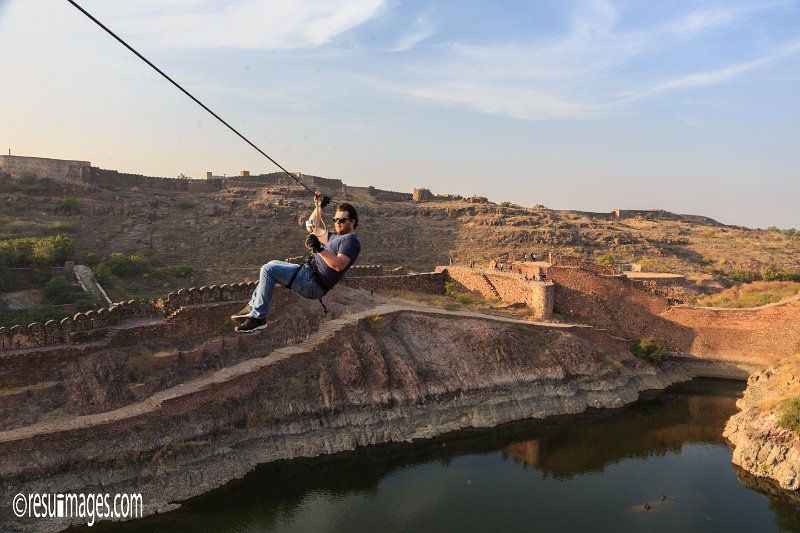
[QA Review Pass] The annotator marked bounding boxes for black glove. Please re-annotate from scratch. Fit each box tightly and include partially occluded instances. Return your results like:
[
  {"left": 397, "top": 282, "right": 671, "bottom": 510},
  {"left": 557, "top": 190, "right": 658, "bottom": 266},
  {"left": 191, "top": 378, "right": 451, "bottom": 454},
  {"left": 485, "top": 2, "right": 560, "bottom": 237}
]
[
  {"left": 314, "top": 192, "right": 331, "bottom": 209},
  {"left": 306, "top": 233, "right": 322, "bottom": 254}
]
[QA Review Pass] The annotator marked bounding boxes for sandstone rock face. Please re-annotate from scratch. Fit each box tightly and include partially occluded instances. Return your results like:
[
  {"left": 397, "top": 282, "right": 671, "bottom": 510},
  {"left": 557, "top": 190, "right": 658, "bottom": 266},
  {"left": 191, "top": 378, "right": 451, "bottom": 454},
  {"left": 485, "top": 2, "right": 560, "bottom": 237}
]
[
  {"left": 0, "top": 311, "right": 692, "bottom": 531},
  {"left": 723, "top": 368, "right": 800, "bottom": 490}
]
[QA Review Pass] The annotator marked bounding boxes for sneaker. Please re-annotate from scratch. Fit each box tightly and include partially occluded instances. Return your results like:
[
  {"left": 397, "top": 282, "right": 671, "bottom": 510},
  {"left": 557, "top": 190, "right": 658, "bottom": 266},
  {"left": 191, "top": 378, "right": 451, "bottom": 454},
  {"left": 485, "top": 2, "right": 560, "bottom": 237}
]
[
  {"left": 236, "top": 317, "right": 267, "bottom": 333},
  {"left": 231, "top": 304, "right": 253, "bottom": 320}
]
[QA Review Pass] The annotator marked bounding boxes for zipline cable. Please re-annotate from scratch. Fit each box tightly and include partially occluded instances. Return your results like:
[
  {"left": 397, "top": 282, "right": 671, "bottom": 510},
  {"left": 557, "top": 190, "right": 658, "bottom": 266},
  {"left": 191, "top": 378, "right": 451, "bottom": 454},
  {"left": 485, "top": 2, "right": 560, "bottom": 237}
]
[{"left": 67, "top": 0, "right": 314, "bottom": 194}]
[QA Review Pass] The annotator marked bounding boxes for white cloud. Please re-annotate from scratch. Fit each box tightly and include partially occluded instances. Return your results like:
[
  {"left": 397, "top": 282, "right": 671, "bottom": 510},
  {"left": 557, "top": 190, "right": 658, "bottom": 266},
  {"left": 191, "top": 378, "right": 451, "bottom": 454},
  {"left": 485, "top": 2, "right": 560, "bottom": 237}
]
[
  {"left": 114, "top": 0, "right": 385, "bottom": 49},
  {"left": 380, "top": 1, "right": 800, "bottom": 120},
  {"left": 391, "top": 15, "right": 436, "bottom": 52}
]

## CHALLENGE
Please report how many lines in the records above contain the word "Pass", giving only the number.

## RESULT FOR THIS EXERCISE
5